Werkopdracht 1:
Schrijf uit het vonnisfragment letterlijk het gedeelte over dat begint bij "op 7 januari 2017 te Amsterdam, [persoon" en eindigt bij "de verdediging geschaad.".
Werkopdracht 2:
Vat het vonnisfragment samen in twee zinnen.
Werkopdracht 3:
Schrijf het vonnisfragment verder, te beginnen na de laatste zin ervan.

Tekstfragment:

Nu vaststaat dat verdachte aangeefster zo’n zeven treden van de trap af heeft geduwd, moet beoordeeld worden of hij door zijn handelen de aanmerkelijke kans in het leven heeft geroepen dat aangeefster zwaar lichamelijk letsel zou oplopen. De rechtbank is van oordeel dat het duwen van een persoon die op een aanzienlijke hoogte op een trap staat – in dit geval zo’n 7 treden hoog – deze aanmerkelijke kans oplevert. Dit wordt ondersteund door het feit dat aangeefster ook daadwerkelijk letsel heeft opgelopen: uit de letselverklaring blijkt van kneuzingen op haar voorhoofd, een gekneusde rib en een hersenschudding. Voorts kan uit de uiterlijke verschijningsvorm van het handelen van verdachte worden afgeleid dat hij die aanmerkelijke kans ook welbewust heeft aanvaard. Niet alleen heeft hij aangeefster zo’n stevige duw gegeven dat zij met haar hoofd tegen de muur is gekomen, maar uit een geluidsfragment blijkt dat hij heeft gezegd: “(..) Wil je zien dat ik je van die kaulo trap afgooi” [1] . Hieruit volgt dat verdachte aangeefster opzettelijk een duw heeft gegeven. Op basis van het voorgaande acht de rechtbank dan ook bewezen dat verdachte zich schuldig heeft gemaakt aan een poging tot zware mishandeling.

4.Bewezenverklaring

De rechtbank acht op grond van de in bijlage II opgenomen bewijsmiddelen bewezen dat verdachte
1. Primair
op 7 januari 2017 te Amsterdam, ter uitvoering van het door verdachte voorgenomen misdrijf om aan zijn stiefdochter [persoon 1] opzettelijk zwaar lichamelijk letsel toe te brengen, met dat opzet naar voornoemde [persoon 1] is toegegaan, waarna hij, verdachte voornoemde [persoon 1] van een trap heeft geduwd, waarna voornoemde [persoon 1] ongeveer over een afstand van 7 treden van de trap naar beneden is gevallen en daarbij een muur heeft geraakt;
2.
op 7 januari 2017 te Amsterdam, [persoon 2] heeft bedreigd met enig misdrijf tegen het leven gericht, immers heeft hij, verdachte, opzettelijk voornoemde [persoon 2] (via een WA-bericht) dreigend de woorden toegevoegd: "Als ik een telefoon van politie krijg of wat, ik maak iedereen dood geloof mij, niemand fuckt met mij. Ik ben klaar met dit kanker leven geloof me".
Voor zover in de tenlastelegging taal- en/of schrijffouten staan, zijn deze verbeterd. Verdachte is hierdoor niet in de verdediging geschaad.

Invoergegevens:
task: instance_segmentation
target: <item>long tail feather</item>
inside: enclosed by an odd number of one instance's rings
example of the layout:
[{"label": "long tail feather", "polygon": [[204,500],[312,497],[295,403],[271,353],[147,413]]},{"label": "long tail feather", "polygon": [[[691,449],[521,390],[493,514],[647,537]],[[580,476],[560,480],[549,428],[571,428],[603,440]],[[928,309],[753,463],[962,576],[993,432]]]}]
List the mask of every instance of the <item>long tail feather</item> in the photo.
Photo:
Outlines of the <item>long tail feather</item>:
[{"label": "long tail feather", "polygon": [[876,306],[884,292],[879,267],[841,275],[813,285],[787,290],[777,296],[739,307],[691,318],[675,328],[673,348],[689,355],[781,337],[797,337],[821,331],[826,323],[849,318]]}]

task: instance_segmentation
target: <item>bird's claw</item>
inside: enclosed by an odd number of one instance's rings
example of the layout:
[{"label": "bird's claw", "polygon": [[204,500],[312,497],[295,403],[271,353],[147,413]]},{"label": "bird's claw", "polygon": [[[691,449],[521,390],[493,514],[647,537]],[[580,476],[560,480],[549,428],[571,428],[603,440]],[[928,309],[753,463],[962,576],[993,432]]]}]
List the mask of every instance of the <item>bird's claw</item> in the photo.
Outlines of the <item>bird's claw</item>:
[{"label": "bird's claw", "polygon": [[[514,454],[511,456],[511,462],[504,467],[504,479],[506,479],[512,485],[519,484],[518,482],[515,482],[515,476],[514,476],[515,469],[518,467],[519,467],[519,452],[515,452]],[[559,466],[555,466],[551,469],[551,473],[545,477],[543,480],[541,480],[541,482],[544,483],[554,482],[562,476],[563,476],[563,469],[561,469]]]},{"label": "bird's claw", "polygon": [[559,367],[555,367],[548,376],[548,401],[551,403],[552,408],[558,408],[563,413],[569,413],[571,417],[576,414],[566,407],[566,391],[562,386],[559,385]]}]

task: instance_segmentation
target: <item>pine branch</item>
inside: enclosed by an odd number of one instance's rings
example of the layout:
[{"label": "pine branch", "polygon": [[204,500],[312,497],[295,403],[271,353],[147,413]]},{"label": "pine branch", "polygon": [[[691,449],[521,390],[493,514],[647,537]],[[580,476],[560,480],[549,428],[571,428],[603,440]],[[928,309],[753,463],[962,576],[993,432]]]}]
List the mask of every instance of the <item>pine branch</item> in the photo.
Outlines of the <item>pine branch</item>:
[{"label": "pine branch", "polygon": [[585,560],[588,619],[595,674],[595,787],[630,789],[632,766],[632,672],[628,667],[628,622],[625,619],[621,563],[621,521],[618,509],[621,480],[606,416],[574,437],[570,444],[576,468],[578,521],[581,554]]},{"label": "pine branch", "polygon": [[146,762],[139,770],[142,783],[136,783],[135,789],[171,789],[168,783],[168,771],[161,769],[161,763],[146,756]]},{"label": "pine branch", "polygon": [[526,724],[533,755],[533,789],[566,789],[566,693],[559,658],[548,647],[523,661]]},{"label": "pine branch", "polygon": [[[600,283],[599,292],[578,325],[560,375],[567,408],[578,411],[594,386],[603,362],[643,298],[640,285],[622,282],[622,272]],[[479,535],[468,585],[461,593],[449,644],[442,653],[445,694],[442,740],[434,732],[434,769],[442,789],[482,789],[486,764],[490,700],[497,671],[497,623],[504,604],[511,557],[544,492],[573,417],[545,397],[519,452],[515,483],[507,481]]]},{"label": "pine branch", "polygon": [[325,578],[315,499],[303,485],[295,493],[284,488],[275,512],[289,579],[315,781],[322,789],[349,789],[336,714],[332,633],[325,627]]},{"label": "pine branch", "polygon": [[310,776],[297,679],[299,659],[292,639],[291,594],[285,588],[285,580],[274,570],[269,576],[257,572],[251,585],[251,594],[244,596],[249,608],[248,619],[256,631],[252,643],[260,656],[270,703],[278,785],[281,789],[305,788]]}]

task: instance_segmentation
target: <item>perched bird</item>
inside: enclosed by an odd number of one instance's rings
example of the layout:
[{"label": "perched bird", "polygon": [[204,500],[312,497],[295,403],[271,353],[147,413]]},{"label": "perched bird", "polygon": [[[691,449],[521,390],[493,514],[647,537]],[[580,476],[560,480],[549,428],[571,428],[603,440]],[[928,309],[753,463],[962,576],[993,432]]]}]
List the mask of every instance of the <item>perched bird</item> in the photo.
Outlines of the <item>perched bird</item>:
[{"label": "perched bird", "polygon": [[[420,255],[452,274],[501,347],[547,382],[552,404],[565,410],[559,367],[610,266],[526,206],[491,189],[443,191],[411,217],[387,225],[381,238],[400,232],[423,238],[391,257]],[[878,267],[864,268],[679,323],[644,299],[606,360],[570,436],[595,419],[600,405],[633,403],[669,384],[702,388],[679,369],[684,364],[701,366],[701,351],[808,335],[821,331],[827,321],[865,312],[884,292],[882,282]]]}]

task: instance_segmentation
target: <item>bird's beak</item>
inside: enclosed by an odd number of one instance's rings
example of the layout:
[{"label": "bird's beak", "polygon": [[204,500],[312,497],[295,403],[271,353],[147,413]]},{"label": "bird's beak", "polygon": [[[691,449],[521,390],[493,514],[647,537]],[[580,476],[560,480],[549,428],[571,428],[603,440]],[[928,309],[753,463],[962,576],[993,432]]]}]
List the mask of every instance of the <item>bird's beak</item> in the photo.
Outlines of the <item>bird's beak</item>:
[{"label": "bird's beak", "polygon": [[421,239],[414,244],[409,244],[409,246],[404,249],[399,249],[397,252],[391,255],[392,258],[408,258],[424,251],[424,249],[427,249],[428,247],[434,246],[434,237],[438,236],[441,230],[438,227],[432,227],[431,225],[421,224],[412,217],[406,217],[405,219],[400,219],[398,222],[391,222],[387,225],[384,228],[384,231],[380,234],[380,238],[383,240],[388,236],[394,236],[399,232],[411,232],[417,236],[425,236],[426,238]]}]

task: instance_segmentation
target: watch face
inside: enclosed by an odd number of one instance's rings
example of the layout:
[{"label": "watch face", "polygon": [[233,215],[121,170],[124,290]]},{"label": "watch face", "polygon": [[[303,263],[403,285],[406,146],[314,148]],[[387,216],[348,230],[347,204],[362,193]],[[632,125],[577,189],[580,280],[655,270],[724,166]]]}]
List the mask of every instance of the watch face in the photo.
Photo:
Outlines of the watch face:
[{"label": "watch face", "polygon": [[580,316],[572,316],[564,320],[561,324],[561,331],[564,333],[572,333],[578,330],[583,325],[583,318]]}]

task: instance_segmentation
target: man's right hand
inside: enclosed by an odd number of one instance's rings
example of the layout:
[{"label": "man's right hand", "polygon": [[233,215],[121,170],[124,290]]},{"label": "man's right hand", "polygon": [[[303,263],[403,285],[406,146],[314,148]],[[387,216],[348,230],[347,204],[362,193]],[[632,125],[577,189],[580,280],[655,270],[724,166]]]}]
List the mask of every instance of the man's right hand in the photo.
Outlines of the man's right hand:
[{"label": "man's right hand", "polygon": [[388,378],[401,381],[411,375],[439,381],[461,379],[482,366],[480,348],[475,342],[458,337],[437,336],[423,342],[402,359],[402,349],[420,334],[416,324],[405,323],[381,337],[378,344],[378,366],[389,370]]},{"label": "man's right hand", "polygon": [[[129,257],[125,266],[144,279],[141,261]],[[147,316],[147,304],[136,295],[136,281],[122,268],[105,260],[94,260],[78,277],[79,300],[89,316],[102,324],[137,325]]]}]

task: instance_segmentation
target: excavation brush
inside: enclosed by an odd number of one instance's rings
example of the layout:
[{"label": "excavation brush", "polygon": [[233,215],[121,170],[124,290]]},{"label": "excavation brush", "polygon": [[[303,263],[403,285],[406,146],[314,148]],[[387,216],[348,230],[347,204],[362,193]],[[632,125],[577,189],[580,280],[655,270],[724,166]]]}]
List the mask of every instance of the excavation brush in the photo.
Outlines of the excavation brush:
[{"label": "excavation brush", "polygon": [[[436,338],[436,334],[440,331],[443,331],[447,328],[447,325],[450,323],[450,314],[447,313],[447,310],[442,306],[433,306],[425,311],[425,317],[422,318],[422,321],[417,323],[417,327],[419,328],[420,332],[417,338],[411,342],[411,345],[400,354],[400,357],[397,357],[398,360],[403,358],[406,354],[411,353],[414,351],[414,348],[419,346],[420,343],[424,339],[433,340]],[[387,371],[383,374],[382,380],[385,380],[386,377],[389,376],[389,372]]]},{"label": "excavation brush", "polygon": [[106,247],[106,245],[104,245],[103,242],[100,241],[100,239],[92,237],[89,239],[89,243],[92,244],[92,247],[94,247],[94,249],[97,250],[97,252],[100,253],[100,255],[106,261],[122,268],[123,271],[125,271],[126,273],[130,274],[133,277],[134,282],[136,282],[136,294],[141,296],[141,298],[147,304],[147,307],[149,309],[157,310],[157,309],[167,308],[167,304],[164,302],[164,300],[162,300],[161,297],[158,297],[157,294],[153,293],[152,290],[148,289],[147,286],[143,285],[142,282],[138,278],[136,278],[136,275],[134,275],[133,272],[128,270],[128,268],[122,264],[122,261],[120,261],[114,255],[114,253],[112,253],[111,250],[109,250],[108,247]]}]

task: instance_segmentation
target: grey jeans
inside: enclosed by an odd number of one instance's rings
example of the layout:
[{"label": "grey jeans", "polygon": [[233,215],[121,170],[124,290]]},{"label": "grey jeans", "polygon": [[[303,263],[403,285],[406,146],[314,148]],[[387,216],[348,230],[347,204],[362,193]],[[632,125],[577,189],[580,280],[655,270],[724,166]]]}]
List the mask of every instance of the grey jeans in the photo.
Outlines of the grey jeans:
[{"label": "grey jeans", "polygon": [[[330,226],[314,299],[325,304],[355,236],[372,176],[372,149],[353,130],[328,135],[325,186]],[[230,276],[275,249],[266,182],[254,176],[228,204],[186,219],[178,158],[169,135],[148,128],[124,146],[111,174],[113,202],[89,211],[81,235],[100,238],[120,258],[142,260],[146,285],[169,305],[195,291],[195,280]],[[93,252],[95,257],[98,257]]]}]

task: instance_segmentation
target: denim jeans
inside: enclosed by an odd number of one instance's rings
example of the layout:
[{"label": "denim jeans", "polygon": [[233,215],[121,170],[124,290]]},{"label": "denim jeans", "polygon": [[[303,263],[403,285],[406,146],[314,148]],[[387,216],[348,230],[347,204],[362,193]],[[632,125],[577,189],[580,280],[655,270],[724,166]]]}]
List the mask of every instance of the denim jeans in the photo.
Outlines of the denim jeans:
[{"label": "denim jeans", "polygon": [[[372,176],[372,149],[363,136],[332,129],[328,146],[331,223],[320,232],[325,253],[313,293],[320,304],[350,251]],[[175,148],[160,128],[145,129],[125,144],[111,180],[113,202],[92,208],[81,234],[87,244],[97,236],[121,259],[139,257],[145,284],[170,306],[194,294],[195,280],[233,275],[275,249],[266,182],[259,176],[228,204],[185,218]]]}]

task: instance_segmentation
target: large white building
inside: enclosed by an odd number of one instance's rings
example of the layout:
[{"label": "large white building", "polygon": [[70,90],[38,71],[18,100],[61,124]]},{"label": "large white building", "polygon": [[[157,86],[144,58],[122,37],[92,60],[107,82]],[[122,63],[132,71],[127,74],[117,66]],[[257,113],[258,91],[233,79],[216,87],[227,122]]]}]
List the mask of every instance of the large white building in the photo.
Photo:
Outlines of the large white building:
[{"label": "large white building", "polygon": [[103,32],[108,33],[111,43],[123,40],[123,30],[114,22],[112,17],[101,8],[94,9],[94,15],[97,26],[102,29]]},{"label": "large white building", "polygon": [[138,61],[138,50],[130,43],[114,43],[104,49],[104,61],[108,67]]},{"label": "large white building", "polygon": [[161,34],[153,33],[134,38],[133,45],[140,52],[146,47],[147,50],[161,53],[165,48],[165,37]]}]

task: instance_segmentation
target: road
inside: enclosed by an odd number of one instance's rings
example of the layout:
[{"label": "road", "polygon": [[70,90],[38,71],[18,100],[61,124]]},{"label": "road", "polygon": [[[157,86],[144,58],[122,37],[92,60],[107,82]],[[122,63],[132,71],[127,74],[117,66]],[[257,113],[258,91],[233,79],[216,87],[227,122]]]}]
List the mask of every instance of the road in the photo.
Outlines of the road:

Uitwerking opdracht 1:
op 7 januari 2017 te Amsterdam, [persoon 2] heeft bedreigd met enig misdrijf tegen het leven gericht, immers heeft hij, verdachte, opzettelijk voornoemde [persoon 2] (via een WA-bericht) dreigend de woorden toegevoegd: "Als ik een telefoon van politie krijg of wat, ik maak iedereen dood geloof mij, niemand fuckt met mij. Ik ben klaar met dit kanker leven geloof me".
Voor zover in de tenlastelegging taal- en/of schrijffouten staan, zijn deze verbeterd. Verdachte is hierdoor niet in de verdediging geschaad.

Uitwerking opdracht 2:
De rechtbank oordeelt dat verdachte door aangeefster zo'n zeven treden van een trap te duwen welbewust de aanmerkelijke kans op zwaar lichamelijk letsel heeft aanvaard, en acht daarom een poging tot zware mishandeling bewezen. Daarnaast acht zij bewezen dat verdachte op 7 januari 2017 in Amsterdam [persoon 2] via een WA-bericht heeft bedreigd met een misdrijf tegen het leven gericht.

Uitwerking opdracht 3:
5.De strafbaarheid van de feiten

De bewezen geachte feiten zijn volgens de wet strafbaar. Het bestaan van een rechtvaardigingsgrond is niet aannemelijk geworden.

6.De strafbaarheid van verdachte

Er is geen omstandigheid aannemelijk geworden die de strafbaarheid van verdachte uitsluit. Verdachte is dan ook strafbaar.

7.Motivering van de straffen

7.1
De eis van de officier van justitie
De officier van justitie heeft gevorderd dat verdachte voor de door haar onder 1 primair en 2 bewezen geachte feiten zal worden veroordeeld tot een gevangenisstraf van 5 maanden, met aftrek van voorarrest, waarvan 2 maanden voorwaardelijk, met een proeftijd van 2 jaren.
7.2
Het standpunt van de verdediging
De verdediging heeft verzocht om in de strafmaat rekening te houden met de omstandigheden waaronder het feit is begaan. Verdachte zat ‘met zijn handen in het haar’ en daarnaast hebben veel emoties meegespeeld.
7.3
Het oordeel van de rechtbank
De hierna te noemen strafoplegging is in overeenstemming met de ernst van het bewezen geachte, de omstandigheden waaronder dit is begaan en de persoon van verdachte, zoals daarvan ter terechtzitting is gebleken.
De rechtbank heeft bij de keuze tot het opleggen van een vrijheidsbenemende straf en bij de vaststelling van de duur daarvan in het bijzonder het volgende laten meewegen.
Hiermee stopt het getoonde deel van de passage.